Count the rows below that contain the string "child" and reply with that number only.

########

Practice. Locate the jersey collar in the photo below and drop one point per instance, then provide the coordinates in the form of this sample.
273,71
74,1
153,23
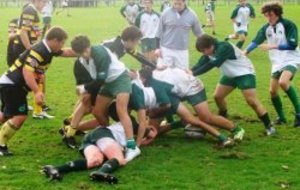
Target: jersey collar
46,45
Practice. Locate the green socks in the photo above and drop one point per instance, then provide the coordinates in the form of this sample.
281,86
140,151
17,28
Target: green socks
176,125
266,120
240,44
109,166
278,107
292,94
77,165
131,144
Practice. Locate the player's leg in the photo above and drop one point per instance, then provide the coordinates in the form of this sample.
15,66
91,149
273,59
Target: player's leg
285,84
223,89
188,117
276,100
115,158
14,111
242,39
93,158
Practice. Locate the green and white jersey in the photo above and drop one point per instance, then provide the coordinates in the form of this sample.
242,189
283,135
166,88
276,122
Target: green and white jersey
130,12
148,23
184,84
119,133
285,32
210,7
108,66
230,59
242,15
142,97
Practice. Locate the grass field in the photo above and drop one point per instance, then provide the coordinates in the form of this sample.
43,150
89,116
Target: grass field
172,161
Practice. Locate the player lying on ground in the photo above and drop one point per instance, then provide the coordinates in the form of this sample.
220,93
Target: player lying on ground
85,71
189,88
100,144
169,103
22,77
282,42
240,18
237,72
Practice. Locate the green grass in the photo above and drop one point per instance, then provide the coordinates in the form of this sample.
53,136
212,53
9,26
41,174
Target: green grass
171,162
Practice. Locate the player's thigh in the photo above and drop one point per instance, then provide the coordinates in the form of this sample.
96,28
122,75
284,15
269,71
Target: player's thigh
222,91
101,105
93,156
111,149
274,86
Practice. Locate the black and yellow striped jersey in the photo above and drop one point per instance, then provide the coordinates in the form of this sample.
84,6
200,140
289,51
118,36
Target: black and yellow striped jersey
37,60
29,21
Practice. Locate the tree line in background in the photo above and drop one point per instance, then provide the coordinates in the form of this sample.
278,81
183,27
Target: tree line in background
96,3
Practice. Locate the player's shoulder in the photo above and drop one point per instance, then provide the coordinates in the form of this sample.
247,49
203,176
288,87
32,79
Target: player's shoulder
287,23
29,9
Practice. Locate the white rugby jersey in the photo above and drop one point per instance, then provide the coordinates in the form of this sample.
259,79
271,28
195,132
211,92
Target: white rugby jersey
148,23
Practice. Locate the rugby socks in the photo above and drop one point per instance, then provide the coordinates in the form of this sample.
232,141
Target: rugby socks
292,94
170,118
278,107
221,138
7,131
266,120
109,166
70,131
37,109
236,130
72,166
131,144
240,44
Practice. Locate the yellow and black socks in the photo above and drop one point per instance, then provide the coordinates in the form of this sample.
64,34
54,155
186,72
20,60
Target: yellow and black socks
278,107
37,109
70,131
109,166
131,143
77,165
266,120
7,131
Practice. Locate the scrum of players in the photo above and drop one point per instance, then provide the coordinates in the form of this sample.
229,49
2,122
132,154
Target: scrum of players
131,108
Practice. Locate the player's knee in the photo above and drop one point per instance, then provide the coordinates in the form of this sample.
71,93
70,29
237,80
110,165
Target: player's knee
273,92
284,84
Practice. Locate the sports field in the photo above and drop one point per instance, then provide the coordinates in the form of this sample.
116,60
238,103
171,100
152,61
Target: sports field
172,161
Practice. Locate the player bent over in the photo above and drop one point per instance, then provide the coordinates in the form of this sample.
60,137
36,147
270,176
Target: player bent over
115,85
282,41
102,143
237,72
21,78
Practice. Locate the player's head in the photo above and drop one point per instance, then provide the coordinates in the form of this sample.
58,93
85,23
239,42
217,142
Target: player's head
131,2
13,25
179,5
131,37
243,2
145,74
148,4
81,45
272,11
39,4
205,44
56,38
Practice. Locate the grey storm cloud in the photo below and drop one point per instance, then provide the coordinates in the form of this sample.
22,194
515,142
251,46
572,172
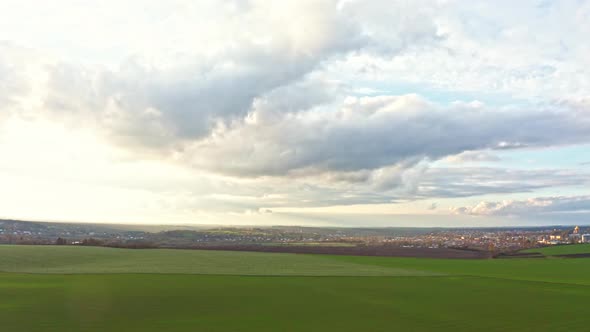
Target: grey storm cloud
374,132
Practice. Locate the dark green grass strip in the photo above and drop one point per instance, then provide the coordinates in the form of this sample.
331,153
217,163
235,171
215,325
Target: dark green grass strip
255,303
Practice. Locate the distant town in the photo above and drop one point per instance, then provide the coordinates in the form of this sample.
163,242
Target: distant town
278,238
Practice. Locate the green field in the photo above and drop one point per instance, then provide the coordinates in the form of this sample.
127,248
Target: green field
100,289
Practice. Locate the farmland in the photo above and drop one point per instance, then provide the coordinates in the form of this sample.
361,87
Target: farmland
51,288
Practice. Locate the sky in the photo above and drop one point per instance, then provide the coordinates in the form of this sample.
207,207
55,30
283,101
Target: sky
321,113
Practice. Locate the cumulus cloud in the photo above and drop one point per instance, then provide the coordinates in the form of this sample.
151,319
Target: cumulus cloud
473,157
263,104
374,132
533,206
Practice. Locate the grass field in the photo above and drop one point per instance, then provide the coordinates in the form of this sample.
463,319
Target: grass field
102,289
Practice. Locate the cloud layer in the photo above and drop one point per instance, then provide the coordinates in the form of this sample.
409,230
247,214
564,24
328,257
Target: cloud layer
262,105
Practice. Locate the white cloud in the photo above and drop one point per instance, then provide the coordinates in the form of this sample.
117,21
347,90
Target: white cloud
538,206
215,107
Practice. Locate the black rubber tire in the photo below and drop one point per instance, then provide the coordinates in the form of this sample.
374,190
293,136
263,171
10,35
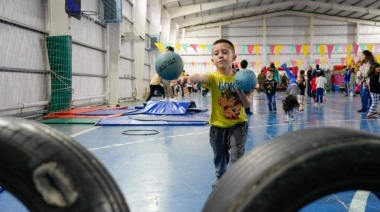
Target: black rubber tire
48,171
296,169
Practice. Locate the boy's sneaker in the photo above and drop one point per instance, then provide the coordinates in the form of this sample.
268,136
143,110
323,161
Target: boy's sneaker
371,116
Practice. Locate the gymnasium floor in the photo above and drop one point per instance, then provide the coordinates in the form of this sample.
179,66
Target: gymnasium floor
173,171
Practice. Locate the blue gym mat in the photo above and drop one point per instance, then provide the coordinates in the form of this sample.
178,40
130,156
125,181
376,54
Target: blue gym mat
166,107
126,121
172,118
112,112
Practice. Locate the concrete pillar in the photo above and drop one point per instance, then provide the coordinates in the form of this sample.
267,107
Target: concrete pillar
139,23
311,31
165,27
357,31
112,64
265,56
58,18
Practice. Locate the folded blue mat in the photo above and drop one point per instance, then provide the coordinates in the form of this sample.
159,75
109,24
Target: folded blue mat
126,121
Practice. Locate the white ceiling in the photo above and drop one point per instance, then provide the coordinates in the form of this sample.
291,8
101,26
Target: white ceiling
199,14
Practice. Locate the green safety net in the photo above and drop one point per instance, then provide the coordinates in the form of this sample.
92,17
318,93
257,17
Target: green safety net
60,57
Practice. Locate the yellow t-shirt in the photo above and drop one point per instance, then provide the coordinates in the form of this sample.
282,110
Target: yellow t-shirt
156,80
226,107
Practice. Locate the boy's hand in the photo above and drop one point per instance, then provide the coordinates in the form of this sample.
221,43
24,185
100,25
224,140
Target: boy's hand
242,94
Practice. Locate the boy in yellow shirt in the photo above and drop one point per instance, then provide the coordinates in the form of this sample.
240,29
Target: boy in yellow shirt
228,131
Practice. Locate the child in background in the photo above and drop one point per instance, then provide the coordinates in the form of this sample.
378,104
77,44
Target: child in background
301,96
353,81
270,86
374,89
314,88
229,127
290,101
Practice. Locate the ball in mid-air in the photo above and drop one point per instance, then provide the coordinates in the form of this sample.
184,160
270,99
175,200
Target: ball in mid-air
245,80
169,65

########

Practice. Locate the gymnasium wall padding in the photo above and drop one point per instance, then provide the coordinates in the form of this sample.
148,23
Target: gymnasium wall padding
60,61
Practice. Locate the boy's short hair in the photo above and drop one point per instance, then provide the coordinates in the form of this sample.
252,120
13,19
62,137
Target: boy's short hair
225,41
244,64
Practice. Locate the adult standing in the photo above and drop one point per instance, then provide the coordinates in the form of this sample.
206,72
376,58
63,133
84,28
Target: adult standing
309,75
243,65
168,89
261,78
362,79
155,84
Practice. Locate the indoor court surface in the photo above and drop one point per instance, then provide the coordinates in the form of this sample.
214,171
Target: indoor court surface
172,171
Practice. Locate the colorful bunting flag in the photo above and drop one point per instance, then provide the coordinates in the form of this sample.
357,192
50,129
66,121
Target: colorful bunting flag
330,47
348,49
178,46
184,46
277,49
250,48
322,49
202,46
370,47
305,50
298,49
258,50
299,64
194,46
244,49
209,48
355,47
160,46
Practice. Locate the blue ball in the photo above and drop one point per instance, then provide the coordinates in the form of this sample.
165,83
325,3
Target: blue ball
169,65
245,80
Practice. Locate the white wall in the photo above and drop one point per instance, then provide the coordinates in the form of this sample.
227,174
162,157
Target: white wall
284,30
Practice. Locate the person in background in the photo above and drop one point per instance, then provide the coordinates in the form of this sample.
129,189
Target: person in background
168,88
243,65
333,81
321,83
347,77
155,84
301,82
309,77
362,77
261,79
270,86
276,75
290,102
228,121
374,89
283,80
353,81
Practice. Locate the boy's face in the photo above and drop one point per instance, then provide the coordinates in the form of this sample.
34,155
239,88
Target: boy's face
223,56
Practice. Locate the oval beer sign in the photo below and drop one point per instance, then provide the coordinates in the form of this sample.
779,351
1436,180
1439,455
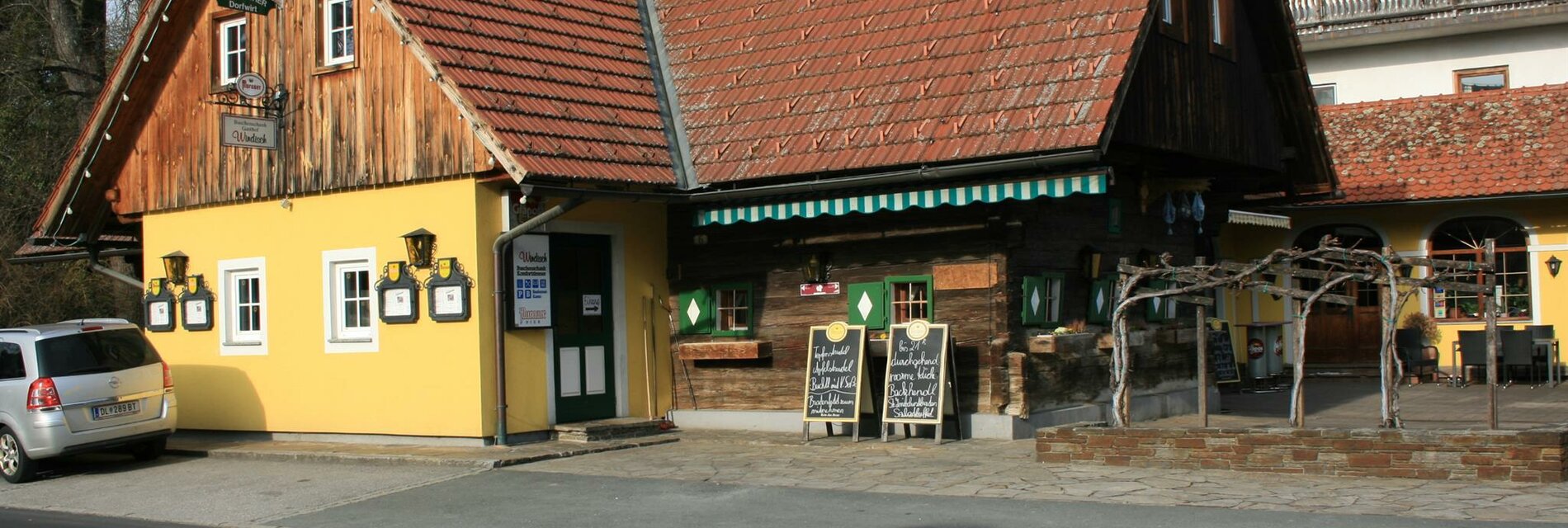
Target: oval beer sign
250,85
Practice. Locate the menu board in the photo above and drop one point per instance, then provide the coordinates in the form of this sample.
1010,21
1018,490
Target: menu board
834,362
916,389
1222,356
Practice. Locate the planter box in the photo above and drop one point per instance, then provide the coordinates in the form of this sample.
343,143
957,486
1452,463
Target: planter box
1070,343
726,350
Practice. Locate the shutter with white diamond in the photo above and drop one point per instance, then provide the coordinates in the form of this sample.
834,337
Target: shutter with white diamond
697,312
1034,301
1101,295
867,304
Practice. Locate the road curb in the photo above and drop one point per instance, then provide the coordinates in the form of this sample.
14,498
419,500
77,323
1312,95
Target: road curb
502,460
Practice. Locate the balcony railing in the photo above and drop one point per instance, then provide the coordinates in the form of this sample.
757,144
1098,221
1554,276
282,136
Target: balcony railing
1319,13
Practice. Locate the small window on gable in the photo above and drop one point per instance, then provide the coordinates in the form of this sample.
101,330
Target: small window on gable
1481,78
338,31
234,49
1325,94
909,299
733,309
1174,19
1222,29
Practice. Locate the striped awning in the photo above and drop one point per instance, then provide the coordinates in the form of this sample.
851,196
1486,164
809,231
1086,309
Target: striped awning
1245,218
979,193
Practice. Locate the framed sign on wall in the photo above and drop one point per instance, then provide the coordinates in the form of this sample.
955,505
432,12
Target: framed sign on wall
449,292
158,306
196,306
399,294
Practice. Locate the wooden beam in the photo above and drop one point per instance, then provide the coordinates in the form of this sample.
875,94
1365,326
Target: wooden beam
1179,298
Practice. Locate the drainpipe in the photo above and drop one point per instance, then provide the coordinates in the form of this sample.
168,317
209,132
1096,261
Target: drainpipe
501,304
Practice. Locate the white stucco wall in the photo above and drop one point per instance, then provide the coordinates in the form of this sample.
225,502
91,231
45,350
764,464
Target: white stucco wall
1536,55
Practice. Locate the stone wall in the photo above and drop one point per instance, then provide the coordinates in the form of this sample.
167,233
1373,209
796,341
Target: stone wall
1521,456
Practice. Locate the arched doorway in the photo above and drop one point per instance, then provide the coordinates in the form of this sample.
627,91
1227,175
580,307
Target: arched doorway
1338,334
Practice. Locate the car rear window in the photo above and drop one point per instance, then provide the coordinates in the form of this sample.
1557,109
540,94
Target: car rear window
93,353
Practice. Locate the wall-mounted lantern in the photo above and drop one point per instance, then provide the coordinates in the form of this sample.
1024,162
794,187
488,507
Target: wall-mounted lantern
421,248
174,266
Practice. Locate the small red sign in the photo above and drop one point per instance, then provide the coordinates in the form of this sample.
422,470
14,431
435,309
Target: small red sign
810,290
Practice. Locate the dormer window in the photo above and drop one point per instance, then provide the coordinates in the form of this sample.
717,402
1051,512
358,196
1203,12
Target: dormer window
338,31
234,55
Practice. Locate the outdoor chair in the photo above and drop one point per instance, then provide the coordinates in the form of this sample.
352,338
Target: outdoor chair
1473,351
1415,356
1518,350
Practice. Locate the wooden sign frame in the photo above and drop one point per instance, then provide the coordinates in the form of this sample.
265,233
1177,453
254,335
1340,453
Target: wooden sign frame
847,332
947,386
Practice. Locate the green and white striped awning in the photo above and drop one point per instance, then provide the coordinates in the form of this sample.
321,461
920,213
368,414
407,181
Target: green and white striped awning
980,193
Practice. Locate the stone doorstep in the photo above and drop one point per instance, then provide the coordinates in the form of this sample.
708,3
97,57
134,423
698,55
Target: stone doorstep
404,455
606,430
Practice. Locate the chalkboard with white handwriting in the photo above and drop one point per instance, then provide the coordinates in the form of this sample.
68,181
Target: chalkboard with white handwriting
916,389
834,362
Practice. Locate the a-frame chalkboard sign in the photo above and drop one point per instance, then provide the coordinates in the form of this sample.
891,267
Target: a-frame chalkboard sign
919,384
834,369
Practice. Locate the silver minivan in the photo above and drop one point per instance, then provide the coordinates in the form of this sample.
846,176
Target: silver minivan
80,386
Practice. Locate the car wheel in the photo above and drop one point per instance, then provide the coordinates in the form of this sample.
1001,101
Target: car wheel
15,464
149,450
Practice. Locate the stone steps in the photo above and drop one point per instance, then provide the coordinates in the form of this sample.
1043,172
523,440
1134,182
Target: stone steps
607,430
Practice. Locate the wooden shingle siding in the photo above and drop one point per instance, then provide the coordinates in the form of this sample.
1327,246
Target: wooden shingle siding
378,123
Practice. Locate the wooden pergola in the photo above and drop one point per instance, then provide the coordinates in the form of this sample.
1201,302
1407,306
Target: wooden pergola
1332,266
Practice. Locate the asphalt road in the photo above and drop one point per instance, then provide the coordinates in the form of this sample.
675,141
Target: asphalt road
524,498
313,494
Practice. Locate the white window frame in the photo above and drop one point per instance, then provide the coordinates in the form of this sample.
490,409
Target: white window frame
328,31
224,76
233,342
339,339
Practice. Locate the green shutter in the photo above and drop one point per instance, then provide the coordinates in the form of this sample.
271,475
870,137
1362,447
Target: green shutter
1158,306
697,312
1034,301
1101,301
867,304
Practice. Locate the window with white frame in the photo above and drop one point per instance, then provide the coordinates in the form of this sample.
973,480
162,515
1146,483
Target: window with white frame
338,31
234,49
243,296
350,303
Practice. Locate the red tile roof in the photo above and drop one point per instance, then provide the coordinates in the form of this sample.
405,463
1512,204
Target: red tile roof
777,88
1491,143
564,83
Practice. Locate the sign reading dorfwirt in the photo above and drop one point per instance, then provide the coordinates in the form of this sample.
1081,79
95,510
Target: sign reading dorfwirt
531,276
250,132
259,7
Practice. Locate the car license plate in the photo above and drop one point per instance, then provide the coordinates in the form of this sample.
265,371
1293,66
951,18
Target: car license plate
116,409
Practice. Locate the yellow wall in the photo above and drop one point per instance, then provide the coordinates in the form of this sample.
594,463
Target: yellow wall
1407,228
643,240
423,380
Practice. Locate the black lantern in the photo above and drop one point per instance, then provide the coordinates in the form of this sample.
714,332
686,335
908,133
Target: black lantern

########

Written response: 2